_EXTRAIT À LIRE_.
________________________________________
Coup de théâtre sur la scène pétersbourgeoise à la veille des élections

À l’origine, ils devaient être 28 candidats au poste de gouverneur de la deuxième ville de Russie, lors des élections prévues le 8 septembre 2019. Il y a quelques jours, ils étaient quatre (23 n’avaient pas réussi à faire enregistrer leur candidature, et un avait abandonné la course). Depuis le 30 août et le retrait spectaculaire du candidat communiste, ils ne sont plus que trois.


Affiche en la faveur de la candidature de Vladimir Bortko, Saint-Pétersbourg, août 2019Les élections du 8 septembre 2019 en Russie font parler d’elles depuis quelques mois, notamment en raison des manifestations organisées à Moscou en protestation contre le refus d’enregistrer nombre de candidats potentiels. À Saint-Pétersbourg, les rassemblements ont été plus rares et la population apparemment lassée semble ne pas attendre grand-chose de cette consultation qui devrait reconduire à son poste de gouverneur Alexandre Beglov, cette fois en l’élisant puisque qu’il assure cette fonction depuis octobre 2018 à la suite du changement de fonction de son prédécesseur Gueorgui Poltavtchenko. Le favori devait se confronter sans grand suspens à son outsider Vladimir Bortko, envisagé comme immanquable second. Mais ce dernier vient de jeter l’éponge avec éclat.

Ne pas être le crétin attendu…

Vladimir Bortko est un réalisateur, scénariste et producteur bien connu en Russie, notamment pour avoir adapté de grands classiques de la littérature russe. Il est ainsi le réalisateur de la série Le Maître et Marguerite, diffusée à la télévision en 2005 et qui avait rencontré un succès inattendu compte tenu de la difficulté de l’exercice. Membre du Parti communiste russe (KPRF), il est député à la Douma d’État depuis 2011. Il devait se présenter au poste de gouverneur de la ville le 8 septembre sous le slogan « La ville a le choix ». Mais, le vendredi 30 août au cours du débat télévisé organisé par la chaîne Saint-Pétersbourg, il a théâtralement annoncé son retrait de ce « jeu [politique] aux cartes truquées » auquel il a dit ne plus vouloir se prêter.
________________________________________
_DONNÉES FOURNIES_.
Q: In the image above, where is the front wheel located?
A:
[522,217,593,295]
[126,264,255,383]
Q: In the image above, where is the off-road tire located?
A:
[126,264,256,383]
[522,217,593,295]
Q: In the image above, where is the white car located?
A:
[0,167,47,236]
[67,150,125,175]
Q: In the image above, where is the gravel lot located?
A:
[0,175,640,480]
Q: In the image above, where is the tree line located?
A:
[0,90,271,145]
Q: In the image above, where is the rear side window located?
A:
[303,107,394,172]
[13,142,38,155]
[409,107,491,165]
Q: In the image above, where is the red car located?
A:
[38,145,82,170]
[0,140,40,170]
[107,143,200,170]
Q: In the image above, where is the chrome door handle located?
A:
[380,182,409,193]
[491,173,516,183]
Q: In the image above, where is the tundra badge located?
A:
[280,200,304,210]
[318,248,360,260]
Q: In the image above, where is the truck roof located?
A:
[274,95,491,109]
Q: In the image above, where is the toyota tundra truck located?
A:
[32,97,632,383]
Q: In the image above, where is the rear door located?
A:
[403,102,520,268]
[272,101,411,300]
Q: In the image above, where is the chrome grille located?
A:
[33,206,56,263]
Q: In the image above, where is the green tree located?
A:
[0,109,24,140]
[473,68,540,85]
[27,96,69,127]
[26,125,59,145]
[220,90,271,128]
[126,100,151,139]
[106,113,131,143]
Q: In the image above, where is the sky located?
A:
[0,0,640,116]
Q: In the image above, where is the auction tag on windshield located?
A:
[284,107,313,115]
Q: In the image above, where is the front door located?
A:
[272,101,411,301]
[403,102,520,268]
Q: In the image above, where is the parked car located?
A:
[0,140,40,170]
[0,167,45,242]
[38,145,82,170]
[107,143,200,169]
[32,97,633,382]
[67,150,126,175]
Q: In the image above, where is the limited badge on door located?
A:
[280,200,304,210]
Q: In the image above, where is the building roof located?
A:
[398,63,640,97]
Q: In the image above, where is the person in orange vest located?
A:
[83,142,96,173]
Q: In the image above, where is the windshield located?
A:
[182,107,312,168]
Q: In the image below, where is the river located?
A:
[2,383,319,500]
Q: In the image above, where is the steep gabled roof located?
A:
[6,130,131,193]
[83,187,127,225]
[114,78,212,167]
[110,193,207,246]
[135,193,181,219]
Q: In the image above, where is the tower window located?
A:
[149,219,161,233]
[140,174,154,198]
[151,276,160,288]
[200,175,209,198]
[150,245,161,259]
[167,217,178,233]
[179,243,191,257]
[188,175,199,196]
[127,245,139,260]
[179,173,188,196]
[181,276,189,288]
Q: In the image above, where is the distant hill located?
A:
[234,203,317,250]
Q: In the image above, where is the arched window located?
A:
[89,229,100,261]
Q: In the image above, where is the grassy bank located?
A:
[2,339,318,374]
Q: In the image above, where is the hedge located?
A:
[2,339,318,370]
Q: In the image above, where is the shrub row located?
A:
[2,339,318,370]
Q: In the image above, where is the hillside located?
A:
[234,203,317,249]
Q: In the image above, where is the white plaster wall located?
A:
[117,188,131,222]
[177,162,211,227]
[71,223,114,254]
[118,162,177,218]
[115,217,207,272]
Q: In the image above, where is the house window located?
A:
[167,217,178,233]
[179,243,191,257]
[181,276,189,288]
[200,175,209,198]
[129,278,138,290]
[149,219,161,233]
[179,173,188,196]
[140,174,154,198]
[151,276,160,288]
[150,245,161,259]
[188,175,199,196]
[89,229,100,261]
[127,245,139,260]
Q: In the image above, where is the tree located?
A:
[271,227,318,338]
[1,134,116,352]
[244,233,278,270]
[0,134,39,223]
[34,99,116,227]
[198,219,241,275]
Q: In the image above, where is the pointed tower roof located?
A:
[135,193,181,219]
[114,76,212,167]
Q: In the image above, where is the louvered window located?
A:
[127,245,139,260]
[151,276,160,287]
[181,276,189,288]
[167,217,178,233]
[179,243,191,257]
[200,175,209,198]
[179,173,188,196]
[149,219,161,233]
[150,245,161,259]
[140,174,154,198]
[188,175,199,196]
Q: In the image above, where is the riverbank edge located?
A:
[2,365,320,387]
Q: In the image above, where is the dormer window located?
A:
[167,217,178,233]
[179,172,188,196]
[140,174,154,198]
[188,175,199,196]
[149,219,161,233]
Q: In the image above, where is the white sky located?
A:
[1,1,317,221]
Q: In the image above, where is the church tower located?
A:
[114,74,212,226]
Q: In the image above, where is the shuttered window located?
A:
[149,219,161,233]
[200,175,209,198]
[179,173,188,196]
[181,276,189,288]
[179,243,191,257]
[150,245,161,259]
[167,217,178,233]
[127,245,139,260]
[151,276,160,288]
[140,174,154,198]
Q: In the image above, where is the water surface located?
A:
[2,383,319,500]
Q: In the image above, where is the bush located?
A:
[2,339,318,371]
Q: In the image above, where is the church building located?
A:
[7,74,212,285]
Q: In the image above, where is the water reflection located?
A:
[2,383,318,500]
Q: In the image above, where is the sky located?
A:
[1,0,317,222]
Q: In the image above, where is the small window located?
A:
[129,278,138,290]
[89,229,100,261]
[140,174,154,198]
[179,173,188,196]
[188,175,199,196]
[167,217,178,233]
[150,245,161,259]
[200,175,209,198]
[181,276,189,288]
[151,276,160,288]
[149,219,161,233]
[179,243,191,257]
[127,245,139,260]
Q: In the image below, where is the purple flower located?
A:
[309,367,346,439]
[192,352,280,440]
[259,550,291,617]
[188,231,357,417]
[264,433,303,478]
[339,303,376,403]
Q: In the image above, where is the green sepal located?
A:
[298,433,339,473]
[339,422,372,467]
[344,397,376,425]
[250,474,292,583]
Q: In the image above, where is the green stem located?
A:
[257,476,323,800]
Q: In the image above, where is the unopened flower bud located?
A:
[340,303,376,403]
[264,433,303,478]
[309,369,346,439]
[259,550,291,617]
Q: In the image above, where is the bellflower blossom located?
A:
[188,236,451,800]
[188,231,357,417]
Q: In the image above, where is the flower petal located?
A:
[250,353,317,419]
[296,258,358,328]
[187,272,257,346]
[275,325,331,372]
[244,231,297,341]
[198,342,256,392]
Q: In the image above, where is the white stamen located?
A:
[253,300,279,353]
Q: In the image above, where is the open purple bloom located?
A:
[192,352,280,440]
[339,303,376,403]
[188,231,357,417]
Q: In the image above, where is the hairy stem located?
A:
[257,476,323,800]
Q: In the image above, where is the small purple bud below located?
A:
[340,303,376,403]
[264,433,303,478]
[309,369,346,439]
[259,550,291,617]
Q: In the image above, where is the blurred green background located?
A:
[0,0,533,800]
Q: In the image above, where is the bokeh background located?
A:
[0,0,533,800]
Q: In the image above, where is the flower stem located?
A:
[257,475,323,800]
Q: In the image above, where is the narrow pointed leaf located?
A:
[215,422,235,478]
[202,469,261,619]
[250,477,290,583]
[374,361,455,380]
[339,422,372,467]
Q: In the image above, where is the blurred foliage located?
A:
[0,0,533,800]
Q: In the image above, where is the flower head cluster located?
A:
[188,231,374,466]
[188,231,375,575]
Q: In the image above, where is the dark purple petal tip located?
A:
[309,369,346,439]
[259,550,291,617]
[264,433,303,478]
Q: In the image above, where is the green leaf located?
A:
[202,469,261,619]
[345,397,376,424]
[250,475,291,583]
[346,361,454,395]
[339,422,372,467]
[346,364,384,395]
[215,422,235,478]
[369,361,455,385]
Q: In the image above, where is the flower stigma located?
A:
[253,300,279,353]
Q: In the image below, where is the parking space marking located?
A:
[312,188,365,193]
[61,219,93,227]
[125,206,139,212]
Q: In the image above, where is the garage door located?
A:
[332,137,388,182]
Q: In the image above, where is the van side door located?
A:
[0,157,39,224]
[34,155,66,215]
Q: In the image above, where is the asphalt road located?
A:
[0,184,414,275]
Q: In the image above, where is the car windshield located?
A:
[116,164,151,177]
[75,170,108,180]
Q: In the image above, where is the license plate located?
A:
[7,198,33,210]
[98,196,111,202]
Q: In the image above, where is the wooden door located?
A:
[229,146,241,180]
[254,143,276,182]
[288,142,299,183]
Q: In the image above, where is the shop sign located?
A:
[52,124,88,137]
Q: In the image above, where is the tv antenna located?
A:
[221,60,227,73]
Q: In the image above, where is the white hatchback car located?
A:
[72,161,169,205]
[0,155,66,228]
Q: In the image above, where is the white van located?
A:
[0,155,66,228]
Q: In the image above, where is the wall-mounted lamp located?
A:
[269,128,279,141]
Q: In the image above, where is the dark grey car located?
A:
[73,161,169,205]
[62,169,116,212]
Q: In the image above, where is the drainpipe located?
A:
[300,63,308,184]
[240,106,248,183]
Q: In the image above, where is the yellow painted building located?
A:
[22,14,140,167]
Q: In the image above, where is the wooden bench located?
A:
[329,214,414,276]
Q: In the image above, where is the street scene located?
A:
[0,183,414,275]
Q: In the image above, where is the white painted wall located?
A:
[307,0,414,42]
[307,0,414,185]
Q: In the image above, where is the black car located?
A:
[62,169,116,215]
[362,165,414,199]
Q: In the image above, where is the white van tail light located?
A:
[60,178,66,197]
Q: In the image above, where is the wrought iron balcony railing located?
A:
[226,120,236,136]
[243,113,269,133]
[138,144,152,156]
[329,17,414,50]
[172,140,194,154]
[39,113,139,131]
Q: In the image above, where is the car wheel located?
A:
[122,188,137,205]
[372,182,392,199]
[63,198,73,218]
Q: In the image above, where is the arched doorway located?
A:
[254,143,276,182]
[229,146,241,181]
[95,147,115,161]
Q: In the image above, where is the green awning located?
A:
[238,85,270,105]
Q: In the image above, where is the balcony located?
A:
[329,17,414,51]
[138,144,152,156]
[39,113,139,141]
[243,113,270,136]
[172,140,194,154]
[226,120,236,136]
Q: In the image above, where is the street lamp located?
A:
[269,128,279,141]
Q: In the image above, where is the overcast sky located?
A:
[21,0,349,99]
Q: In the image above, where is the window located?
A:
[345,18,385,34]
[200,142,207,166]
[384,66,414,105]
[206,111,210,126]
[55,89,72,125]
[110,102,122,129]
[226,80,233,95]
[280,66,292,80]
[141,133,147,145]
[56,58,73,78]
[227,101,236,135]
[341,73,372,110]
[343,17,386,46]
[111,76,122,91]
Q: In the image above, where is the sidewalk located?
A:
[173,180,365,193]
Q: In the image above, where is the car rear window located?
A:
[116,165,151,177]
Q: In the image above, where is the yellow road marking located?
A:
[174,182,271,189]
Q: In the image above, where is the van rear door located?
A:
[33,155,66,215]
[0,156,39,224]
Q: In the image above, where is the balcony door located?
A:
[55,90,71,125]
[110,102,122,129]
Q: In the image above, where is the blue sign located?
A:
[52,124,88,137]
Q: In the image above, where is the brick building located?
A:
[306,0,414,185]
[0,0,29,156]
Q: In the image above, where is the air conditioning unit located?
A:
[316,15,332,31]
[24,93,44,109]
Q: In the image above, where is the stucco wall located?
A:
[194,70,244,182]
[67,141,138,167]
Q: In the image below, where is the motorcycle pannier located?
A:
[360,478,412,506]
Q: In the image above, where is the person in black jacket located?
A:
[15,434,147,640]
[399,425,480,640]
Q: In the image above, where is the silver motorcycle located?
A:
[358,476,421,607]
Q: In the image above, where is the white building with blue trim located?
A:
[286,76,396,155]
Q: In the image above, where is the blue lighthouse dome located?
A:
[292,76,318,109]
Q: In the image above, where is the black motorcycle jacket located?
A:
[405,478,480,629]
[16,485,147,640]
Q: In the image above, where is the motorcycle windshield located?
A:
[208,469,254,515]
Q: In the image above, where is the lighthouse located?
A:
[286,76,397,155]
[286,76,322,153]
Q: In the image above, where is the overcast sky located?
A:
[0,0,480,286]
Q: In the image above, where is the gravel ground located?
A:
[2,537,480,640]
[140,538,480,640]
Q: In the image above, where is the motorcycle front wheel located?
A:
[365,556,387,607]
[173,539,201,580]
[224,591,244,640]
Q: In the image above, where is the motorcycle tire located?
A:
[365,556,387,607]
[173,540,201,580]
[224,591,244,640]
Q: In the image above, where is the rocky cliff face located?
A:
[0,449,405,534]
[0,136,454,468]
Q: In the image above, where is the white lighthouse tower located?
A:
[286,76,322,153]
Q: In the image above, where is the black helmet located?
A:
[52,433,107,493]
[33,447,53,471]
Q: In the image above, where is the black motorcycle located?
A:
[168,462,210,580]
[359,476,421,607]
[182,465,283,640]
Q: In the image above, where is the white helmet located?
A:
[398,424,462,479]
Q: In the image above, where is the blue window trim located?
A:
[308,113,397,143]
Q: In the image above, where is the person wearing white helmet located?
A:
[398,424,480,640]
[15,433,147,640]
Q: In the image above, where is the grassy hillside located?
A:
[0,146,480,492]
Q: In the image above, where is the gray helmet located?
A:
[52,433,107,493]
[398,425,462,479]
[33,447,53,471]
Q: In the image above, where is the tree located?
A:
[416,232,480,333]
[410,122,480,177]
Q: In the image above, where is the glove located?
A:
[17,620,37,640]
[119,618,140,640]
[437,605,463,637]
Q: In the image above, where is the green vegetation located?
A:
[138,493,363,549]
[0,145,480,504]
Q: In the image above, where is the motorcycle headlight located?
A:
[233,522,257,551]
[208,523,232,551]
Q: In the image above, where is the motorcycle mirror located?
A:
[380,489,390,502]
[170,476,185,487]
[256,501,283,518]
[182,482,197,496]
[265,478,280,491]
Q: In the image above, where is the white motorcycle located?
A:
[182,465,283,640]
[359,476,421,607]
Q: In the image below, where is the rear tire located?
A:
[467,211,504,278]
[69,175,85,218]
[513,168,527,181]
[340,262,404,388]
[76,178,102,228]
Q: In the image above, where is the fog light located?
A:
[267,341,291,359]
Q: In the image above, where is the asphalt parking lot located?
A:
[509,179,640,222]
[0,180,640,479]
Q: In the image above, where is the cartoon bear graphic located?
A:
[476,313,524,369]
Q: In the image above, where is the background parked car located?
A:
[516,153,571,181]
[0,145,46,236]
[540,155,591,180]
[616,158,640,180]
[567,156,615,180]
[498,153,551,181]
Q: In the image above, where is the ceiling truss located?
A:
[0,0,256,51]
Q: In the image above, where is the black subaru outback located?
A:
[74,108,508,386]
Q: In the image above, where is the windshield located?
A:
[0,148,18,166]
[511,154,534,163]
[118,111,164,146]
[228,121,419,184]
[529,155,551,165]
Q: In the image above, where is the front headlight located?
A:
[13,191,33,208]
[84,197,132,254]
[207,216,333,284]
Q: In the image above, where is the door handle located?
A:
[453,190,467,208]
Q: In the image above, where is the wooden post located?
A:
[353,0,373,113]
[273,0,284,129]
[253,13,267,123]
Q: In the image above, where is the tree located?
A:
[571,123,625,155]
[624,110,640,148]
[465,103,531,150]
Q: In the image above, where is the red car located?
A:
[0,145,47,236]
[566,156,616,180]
________________________________________
_CONSIGNES_.
1/ D'après l'extrait à lire sur les élections à Saint-Pétersbourg, depuis quelle année Vladimir Bortko est-il député à la Douma d'État ?
2/ Dans l'extrait à lire, reprends le passage qui commence aux mots « Affiche en la » et s'arrête après « l’éponge avec éclat. », en substituant « moins nombreux » à « plus rares ».

_RÉPONSES PAR CONSIGNE_.
1/ Depuis 2011.

2/
Affiche en la faveur de la candidature de Vladimir Bortko, Saint-Pétersbourg, août 2019Les élections du 8 septembre 2019 en Russie font parler d’elles depuis quelques mois, notamment en raison des manifestations organisées à Moscou en protestation contre le refus d’enregistrer nombre de candidats potentiels. À Saint-Pétersbourg, les rassemblements ont été moins nombreux et la population apparemment lassée semble ne pas attendre grand-chose de cette consultation qui devrait reconduire à son poste de gouverneur Alexandre Beglov, cette fois en l’élisant puisque qu’il assure cette fonction depuis octobre 2018 à la suite du changement de fonction de son prédécesseur Gueorgui Poltavtchenko. Le favori devait se confronter sans grand suspens à son outsider Vladimir Bortko, envisagé comme immanquable second. Mais ce dernier vient de jeter l’éponge avec éclat.